Read the data below. Then repeat all of it exactly.

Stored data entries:
++++++++++++++++++++
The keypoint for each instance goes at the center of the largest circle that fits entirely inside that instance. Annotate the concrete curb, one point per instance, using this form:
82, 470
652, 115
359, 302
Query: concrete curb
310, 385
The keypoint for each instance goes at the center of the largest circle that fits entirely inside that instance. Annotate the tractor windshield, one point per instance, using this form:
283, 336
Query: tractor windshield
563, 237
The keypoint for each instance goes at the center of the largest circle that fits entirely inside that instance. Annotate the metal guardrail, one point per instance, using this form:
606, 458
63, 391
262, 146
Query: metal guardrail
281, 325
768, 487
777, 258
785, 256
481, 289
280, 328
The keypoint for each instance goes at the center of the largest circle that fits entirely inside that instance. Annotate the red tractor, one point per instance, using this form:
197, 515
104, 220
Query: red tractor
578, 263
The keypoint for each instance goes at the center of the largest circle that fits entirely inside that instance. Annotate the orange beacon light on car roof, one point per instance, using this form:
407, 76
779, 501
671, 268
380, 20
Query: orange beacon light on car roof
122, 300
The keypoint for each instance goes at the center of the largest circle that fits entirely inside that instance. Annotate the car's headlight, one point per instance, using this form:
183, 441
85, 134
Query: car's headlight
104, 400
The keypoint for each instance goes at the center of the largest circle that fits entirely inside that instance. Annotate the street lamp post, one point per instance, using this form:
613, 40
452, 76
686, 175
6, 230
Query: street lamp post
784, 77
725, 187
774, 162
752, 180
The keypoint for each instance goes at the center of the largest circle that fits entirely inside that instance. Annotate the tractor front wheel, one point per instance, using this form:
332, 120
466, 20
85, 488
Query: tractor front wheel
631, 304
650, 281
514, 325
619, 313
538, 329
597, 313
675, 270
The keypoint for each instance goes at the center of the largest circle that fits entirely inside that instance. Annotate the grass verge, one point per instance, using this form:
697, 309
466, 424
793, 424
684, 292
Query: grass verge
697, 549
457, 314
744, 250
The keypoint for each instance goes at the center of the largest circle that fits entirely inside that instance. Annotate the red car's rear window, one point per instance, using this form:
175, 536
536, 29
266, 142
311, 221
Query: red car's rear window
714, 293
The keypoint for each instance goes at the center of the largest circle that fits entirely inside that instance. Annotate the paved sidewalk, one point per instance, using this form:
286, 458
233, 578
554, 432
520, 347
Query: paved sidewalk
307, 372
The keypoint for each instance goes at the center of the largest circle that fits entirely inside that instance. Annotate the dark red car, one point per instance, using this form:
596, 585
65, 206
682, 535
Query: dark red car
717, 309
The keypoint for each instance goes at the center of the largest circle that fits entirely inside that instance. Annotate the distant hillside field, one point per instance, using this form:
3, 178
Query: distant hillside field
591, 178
++++++++++++++++++++
◆ Result:
The keypoint for each instance goes at the center of the largest circle that fits entirely inside that instance. Annotate the concrete curb, one point per instance, using this form:
82, 470
652, 115
359, 302
Query: concrete curb
310, 385
The keypoint for each instance goes at the center of the largest circle that fits entirely inside that instance. Annotate the tractor windshield, one point per instance, using this form:
283, 336
Query: tractor windshield
563, 237
The keypoint for each instance goes at the center of the largest circle that fits entirely inside that instance. Annotate the metal guardrail, one point per instance, using this form:
606, 458
63, 391
262, 146
Query: metal guardrail
281, 325
768, 487
777, 258
785, 256
481, 289
280, 328
The keypoint for each instance goes at the center of the largest circle that fits entirely inside that instance. Annotate the red tractor, one point per instance, using this form:
197, 515
104, 220
Query: red tractor
578, 263
The keypoint for each instance goes at the center of the largest circle that fits entirely inside that instance. Annotate the orange beacon light on car roof, one point per instance, using this form:
407, 76
779, 501
671, 268
380, 20
Query: orange beacon light on car roof
122, 300
The keypoint for each instance goes at the center of the largest circle that fits entirely inside that instance. Annotate the car's headlight, one point per instance, using this form:
183, 441
85, 134
Query: car's headlight
104, 400
The keypoint for each instance goes at the center of the largest circle that fits entirely inside that instance. Annotate the street lamp post, one point per instance, using this form:
613, 40
452, 76
686, 175
6, 230
Query: street lamp post
784, 77
725, 187
774, 162
752, 180
The keypoint for each instance goes at the center of the largest circle that fits entirely inside that instance. Annotate the tractor front wheel, one point per instance, using this form:
332, 120
466, 20
85, 488
Query: tractor front wheel
631, 304
650, 281
514, 325
619, 313
538, 329
597, 313
675, 270
The keypoint for each instance goes at the center of the largest circle that fits entirely inside that instance. Annotate the grass verge, one point per instance, using this form:
697, 309
466, 424
793, 424
684, 292
Query: grass verge
697, 549
457, 314
744, 250
The keypoint for each instance goes at the center of the largest circle that fits entirely inside that instance. Annotate the red car's rear window, one point per instance, using this form:
175, 536
536, 29
266, 142
311, 221
Query: red car's rear window
714, 293
The keypoint for each instance goes at the center of the largest circle that fits entirely inside that instance. Annotate the paved sidewalk, one point per instance, using this form:
286, 458
233, 578
554, 432
520, 347
Query: paved sidewalk
307, 372
The keypoint for each instance goes at the center of the largest circle that fits entirely inside that instance. Annotate the dark red car, one point per instance, using this form:
596, 585
65, 206
682, 535
Query: dark red car
717, 309
The keypoint for each instance goes at the center of the largest circle that fits entirely inside that instance. Annotate the distant hillside field, one point per instance, using this form:
3, 178
Query: distant hillside field
591, 178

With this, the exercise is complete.